_SET EXERCISE_.
Locate every line in the data below that contains the word "wooden", and please copy each of those lines out.

_DATA LISTING_.
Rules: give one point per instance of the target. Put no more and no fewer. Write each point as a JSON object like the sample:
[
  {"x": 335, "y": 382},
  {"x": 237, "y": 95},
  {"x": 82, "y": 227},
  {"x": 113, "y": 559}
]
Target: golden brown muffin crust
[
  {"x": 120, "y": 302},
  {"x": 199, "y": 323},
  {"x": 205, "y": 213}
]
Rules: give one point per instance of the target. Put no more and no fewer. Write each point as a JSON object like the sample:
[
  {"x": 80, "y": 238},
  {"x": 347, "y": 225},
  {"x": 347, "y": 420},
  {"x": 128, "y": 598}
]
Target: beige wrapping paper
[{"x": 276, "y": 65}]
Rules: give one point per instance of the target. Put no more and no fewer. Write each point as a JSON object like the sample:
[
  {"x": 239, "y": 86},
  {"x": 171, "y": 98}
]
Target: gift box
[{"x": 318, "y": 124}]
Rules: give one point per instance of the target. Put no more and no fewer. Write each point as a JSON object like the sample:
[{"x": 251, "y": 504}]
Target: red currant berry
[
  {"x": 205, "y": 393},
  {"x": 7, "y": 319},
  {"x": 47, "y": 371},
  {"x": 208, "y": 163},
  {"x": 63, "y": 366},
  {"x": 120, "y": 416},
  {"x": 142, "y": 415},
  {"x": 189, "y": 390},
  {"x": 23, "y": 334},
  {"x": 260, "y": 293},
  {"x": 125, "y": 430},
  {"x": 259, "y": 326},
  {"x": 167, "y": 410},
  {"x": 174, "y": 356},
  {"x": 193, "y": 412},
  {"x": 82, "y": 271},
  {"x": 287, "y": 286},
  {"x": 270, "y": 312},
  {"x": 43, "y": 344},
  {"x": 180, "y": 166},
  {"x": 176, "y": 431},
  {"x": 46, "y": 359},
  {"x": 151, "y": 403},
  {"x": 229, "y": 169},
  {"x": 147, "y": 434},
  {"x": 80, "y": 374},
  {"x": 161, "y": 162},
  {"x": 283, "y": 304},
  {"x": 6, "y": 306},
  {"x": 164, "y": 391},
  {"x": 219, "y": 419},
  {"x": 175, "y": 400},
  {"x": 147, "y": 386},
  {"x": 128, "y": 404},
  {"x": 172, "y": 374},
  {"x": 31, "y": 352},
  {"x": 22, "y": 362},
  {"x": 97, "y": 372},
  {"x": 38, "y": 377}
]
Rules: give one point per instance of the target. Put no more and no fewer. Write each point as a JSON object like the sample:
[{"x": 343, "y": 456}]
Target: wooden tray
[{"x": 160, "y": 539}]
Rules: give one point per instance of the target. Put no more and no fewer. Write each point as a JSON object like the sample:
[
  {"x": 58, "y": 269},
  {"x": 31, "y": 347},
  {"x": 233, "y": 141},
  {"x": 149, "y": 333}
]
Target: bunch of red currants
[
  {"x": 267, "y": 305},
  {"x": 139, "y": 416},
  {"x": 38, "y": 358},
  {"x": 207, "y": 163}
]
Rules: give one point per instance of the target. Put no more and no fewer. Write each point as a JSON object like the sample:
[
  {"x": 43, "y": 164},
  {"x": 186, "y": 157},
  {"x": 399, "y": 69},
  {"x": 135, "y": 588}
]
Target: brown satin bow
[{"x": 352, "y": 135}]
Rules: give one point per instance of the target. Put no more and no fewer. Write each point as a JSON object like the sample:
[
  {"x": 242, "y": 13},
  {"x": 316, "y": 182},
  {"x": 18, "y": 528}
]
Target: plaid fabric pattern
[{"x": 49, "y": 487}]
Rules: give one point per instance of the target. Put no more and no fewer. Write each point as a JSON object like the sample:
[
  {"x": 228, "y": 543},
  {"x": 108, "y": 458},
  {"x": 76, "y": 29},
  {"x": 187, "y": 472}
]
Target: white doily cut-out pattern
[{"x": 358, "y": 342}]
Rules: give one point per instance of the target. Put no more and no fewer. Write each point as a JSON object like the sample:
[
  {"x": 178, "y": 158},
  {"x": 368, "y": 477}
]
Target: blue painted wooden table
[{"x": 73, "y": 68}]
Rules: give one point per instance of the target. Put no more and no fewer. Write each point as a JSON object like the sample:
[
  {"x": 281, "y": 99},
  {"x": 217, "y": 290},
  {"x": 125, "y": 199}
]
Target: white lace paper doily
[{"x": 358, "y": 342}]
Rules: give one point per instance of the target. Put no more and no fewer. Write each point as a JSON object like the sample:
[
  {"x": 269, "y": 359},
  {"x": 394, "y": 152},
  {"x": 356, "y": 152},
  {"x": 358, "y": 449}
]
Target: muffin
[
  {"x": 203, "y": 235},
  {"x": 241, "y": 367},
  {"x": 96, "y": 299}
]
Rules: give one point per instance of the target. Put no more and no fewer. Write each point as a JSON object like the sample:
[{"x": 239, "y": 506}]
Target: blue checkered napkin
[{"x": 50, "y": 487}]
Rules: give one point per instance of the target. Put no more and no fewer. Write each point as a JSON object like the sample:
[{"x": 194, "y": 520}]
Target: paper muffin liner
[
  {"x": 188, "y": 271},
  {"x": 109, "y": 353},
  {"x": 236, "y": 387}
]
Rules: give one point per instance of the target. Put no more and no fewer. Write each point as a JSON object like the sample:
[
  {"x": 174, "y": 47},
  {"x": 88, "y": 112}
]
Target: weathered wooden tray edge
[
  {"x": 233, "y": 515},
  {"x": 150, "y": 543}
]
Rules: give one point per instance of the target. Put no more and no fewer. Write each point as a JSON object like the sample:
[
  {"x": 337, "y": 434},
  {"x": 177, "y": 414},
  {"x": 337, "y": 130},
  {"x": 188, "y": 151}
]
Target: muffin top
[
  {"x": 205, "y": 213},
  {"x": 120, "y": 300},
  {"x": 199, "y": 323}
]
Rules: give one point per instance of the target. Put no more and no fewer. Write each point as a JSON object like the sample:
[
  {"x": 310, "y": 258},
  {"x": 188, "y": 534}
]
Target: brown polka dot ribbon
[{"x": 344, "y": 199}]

_EXPECTED ANSWER_.
Target: wooden tray
Target: blue painted wooden table
Target: weathered wooden tray edge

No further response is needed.